STATED TASK
Would you set down every entry shown below, precisely as written?

----------

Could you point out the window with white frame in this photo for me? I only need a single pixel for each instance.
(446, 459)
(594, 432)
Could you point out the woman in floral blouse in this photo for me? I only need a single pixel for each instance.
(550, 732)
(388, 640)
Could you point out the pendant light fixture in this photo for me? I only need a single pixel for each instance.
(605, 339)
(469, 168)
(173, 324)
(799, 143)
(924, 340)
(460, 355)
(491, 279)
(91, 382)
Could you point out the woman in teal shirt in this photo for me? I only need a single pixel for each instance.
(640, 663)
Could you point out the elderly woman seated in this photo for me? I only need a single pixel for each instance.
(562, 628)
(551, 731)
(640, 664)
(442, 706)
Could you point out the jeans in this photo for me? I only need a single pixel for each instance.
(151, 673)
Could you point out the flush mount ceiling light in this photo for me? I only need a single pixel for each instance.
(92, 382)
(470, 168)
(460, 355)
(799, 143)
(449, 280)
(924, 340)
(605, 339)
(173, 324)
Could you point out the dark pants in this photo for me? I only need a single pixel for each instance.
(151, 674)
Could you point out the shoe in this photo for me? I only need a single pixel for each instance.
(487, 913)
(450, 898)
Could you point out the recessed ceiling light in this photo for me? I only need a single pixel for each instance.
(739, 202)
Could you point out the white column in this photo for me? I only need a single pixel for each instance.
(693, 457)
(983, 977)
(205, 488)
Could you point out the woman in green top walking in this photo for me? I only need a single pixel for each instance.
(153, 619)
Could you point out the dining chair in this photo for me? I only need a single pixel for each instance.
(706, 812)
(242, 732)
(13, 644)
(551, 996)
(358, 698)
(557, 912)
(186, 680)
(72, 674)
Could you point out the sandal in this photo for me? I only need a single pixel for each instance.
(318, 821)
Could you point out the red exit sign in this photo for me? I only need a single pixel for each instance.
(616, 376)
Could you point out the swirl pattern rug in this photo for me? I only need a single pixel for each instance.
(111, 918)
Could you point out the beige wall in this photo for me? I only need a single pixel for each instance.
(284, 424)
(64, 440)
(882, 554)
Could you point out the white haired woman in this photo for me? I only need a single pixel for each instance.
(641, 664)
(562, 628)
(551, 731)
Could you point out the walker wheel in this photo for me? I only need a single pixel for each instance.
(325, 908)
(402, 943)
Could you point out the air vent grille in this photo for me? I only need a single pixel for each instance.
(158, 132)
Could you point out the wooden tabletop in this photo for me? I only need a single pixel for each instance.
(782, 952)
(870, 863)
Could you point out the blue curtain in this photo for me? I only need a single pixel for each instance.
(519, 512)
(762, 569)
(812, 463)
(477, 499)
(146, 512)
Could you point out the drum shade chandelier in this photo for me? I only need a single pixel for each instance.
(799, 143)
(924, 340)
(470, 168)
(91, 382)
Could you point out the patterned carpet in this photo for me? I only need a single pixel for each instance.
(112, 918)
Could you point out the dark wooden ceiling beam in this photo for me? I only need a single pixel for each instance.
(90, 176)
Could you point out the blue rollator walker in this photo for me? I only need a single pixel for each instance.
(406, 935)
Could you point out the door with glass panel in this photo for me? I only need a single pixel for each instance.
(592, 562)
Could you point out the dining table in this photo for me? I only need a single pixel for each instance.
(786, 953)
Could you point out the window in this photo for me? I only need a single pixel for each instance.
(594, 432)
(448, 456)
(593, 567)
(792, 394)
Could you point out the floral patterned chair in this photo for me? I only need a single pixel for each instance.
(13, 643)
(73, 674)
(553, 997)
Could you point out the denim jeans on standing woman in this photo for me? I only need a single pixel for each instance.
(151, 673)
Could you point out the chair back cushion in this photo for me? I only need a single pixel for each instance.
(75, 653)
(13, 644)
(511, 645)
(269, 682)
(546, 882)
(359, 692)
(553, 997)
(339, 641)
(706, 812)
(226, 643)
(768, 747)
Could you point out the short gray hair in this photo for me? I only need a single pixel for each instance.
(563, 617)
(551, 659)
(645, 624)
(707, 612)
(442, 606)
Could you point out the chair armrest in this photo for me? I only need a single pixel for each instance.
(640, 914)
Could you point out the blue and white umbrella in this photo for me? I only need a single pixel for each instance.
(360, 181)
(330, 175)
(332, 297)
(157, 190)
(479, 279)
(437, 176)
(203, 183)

----------

RESULT OF THE EXERCISE
Could you point out the window with white frame in this photo for me? I only need a single pixel for each instance.
(446, 459)
(594, 432)
Could you point out the woman in floral blouse in this photo for me? I only need a single pixel for each instance.
(550, 732)
(388, 640)
Could you point out the pendant light fixture in this photo for me? I only need a single pixel for each instance.
(605, 339)
(469, 168)
(173, 324)
(799, 143)
(924, 340)
(460, 355)
(491, 279)
(91, 382)
Could you point out the woman in teal shirt in this photo for me? I only need a single pixel for each instance.
(640, 663)
Could you point out the elderly woman seated in this photo for me? I only need a single pixel for each instance.
(562, 628)
(551, 731)
(640, 664)
(442, 706)
Could you point out the jeans in this photo for me? I only need a single pixel for each instance.
(151, 673)
Could you point out the flush mount ceiling light in this photo for me? I only need a single pixel for each instance.
(92, 382)
(470, 168)
(460, 355)
(799, 143)
(449, 280)
(924, 340)
(605, 339)
(173, 324)
Could you point out the dark pants in this photo for me? I only need a single pixel for each instance.
(151, 674)
Could you point out the shoe in this photo for me? I only need a single pixel for each instance.
(487, 913)
(450, 898)
Could you point out the recessed ceiling light in this photo for me? I only need a single pixel for each instance.
(739, 202)
Could you point out the white column in this photo for me? I only need a single pixel for each instance.
(693, 457)
(983, 977)
(205, 488)
Could you point out the woman in green top walking in this photo for me? I only need a single pixel for each instance.
(153, 619)
Could you point out the dining chair in this photo for me? I only need a single pixel for each instance.
(706, 812)
(242, 732)
(13, 644)
(551, 996)
(358, 698)
(557, 912)
(186, 680)
(72, 674)
Could you point out the sandal in this photo for me? I only need a single pixel for each instance.
(318, 821)
Could you point out the red exit sign in this photo for me? I only need a single pixel for each instance.
(616, 376)
Could you point out the swirl pattern rug in this photo for me? I only need a single pixel for each instance.
(111, 918)
Could you point out the beige wall in this photo for me? I only need a single pixel for each instance.
(284, 424)
(64, 440)
(882, 554)
Could you point out the white haired woman in this photo for me? I only need a single pixel for each instance.
(641, 664)
(562, 628)
(551, 731)
Could you point out the walker wheel in this photo for me? I only need a single pixel for each instance.
(325, 908)
(402, 943)
Could you point out the air vent grille in this photo for me? I only need a single pixel for each instance.
(158, 132)
Could you point out the wooden tabletop in this photo for me? I only need a single pixel for each instance.
(782, 952)
(870, 863)
Could you point out the blue curtain in this photo for me? I only need a single pixel for each instance.
(519, 512)
(762, 569)
(812, 463)
(477, 499)
(146, 512)
Could you point out the drum shade chandelier in this photo for me? I only need a single pixel for each instance.
(799, 143)
(924, 340)
(470, 168)
(91, 382)
Could you point out the patterned carpet in this photo for me? I only need a single pixel for each instance.
(112, 918)
Could you point out the dark wooden ceiling beam in this photo for me? I only need a single pixel for each instance.
(90, 176)
Could you point out the blue rollator walker in this photo for me? I only need a single pixel for each instance.
(406, 935)
Could you point out the door with glass panel in this photo for me? I only need a single pixel for each instance.
(592, 562)
Could you point out the dining table in this photo for me? I only need a single pixel for each instance.
(786, 953)
Could you point out the window in this photo for me? I only need a single pixel for each instance.
(594, 432)
(448, 456)
(593, 567)
(792, 394)
Could you point out the floral patterned chair in this photo for me? I only need a single pixel for each instance.
(13, 643)
(73, 674)
(553, 997)
Could you point out the denim jeans on standing woman in this photo for me? I only need a single pixel for each instance.
(151, 673)
Could you point out the chair back cushion in this photo for me? I only need a single pixel for each instance.
(75, 653)
(13, 644)
(511, 645)
(269, 682)
(546, 882)
(359, 692)
(553, 997)
(339, 641)
(706, 812)
(226, 643)
(768, 747)
Could you point out the short gray hair in this photo for me? I only need a single pixel for each instance.
(563, 617)
(551, 659)
(645, 624)
(707, 612)
(442, 606)
Could you point out the chair armrest in this photo for me? I only need a single pixel for each instance.
(640, 914)
Could you point out the blue and white umbrella in this photo for me? I only need a single pixel for each instance.
(360, 181)
(330, 175)
(332, 297)
(157, 190)
(479, 279)
(437, 176)
(203, 183)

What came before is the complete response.